Task objective – Pick out each line below that contains the word "white" and copy it. Case counts.

[start]

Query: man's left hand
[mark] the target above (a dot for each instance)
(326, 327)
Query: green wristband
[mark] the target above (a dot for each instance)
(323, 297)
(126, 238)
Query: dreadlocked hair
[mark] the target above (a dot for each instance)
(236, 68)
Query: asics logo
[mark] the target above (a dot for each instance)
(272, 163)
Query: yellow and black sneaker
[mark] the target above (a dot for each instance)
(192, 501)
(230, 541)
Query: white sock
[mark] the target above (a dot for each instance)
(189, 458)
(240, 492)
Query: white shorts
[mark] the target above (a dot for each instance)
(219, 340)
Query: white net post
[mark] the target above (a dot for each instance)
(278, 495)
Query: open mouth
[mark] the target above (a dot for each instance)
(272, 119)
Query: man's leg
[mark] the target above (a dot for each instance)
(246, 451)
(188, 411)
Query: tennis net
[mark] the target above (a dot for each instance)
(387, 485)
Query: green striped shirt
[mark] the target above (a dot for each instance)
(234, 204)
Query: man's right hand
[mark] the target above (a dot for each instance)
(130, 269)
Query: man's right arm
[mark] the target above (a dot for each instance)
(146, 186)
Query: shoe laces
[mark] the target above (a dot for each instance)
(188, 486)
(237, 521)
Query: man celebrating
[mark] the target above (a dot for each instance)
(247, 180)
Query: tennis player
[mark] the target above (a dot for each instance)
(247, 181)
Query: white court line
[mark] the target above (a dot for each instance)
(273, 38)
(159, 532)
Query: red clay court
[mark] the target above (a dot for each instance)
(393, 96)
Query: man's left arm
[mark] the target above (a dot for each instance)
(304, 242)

[end]
[start]

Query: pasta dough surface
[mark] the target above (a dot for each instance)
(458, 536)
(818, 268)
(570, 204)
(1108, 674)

[end]

Answer below –
Query: white sock
Query: white shorts
Query: white net post
Query: white court line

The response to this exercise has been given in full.